TASK PROMPT.
Show every line of the entries below that holds the string "black".

EXTRACTED MATERIAL.
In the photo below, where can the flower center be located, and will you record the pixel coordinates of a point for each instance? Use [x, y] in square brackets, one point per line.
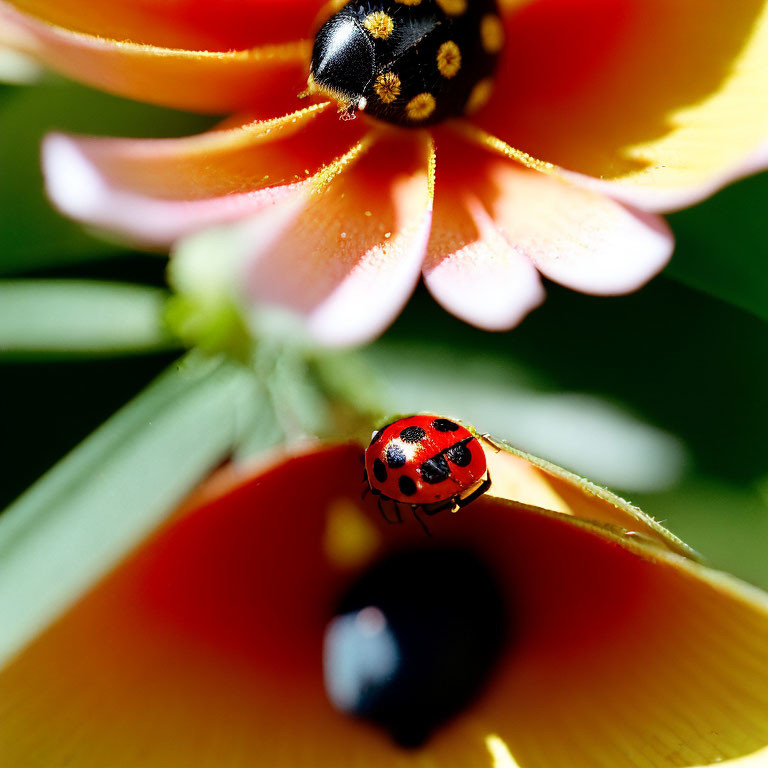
[414, 641]
[408, 62]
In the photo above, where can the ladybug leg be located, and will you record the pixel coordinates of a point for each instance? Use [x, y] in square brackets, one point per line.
[414, 508]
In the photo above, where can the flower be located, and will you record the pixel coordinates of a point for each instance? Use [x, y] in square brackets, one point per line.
[205, 648]
[633, 107]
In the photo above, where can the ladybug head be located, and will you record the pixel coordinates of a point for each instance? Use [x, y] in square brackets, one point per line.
[343, 61]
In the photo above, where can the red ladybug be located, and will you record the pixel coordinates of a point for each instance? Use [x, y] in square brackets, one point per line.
[427, 462]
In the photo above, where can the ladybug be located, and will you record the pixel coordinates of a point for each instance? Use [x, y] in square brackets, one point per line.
[427, 462]
[408, 62]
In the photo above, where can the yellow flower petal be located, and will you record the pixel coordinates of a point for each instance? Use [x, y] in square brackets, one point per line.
[204, 648]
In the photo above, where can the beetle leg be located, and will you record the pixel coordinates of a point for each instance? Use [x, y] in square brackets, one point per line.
[384, 514]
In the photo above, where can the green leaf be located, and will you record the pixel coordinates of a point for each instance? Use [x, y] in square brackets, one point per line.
[61, 317]
[114, 489]
[722, 246]
[34, 235]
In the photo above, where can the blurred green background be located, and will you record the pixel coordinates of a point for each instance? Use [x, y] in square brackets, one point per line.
[661, 395]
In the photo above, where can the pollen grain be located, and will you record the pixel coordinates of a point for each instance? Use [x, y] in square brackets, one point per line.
[379, 24]
[387, 87]
[449, 59]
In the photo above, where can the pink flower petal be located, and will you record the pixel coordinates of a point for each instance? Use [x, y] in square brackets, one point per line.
[266, 79]
[155, 191]
[351, 258]
[473, 271]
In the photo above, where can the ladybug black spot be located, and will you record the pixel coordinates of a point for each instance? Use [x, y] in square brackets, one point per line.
[444, 425]
[406, 485]
[379, 471]
[412, 435]
[408, 62]
[459, 454]
[395, 456]
[435, 470]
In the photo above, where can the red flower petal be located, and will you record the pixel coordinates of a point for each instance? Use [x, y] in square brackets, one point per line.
[351, 258]
[266, 78]
[155, 191]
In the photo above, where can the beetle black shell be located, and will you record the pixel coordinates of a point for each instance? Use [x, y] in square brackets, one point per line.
[409, 62]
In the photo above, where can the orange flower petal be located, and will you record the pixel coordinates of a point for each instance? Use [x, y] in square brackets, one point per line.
[213, 25]
[157, 190]
[576, 237]
[667, 97]
[351, 258]
[205, 648]
[266, 79]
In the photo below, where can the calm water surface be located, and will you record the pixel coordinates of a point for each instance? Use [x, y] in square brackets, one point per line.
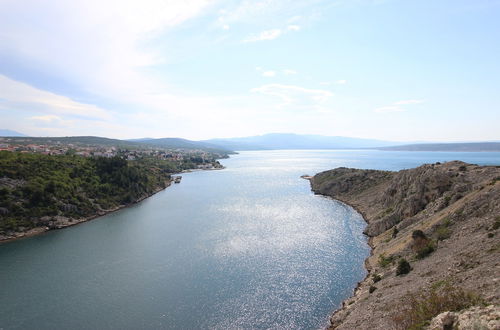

FINISHED EXERCISE.
In the photo above, where can the ladybug black spot be located, and will you record the pixel coordinates of a point for each instance? Use [x, y] in square brackets, one point per line.
In the photo above, where can the beetle black shell be located, and will you record the pixel coordinates of a point for each instance? Use [x, y] in square brackets, one point per line.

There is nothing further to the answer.